[RECORDS FOR THE EXERCISE]
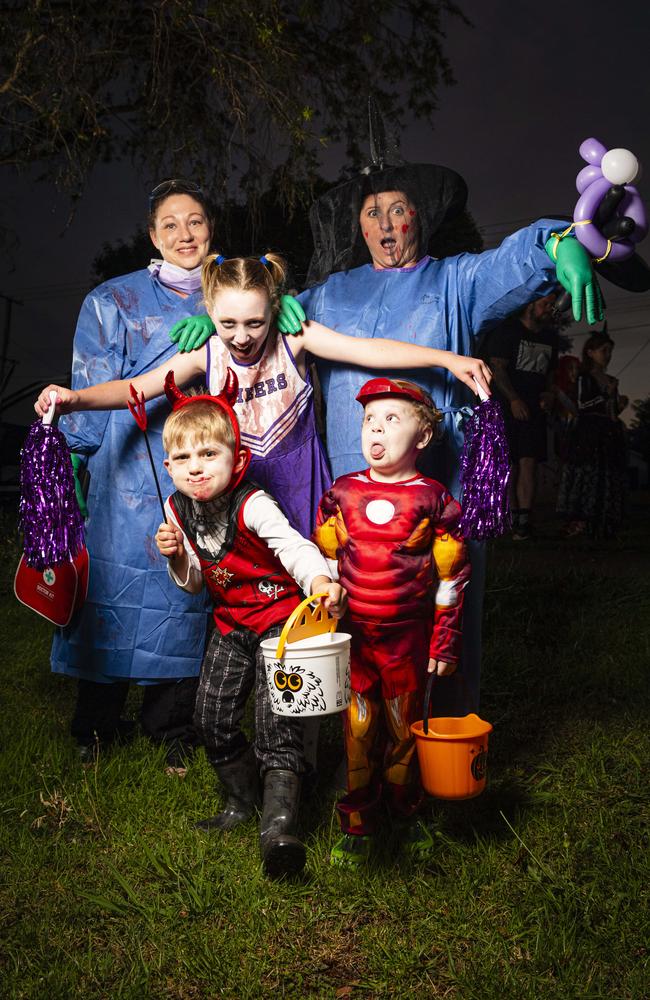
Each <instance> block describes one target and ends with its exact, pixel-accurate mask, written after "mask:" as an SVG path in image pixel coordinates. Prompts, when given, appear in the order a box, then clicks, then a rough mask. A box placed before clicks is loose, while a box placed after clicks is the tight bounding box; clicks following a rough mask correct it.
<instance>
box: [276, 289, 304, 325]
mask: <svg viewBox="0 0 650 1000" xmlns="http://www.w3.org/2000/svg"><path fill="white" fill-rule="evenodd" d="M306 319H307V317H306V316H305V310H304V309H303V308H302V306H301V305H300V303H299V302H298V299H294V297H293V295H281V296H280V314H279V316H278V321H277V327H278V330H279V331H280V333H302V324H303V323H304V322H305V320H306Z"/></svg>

--

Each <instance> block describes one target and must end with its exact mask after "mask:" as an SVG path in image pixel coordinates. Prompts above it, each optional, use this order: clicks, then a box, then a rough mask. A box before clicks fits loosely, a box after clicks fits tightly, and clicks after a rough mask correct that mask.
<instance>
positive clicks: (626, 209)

[WHAT THE TASK ASKS]
Only the lines above starting with the one with "Each <instance> block describes one target and must" and going through the one with "positive clicks: (626, 209)" are to be copied, word for word and with both ends kept.

[PROBLEM SOLUTION]
Each <instance> block describes one target and must end with its exact mask after "mask:" as an SVG path in image pixel coordinates. Prompts above it, each optional, use this order: clicks, then a box, then a rough mask. A box before clicks fits loosely, a box after clicks fits tightly, and clicks after a rough mask correct that mask.
<instance>
positive clicks: (626, 209)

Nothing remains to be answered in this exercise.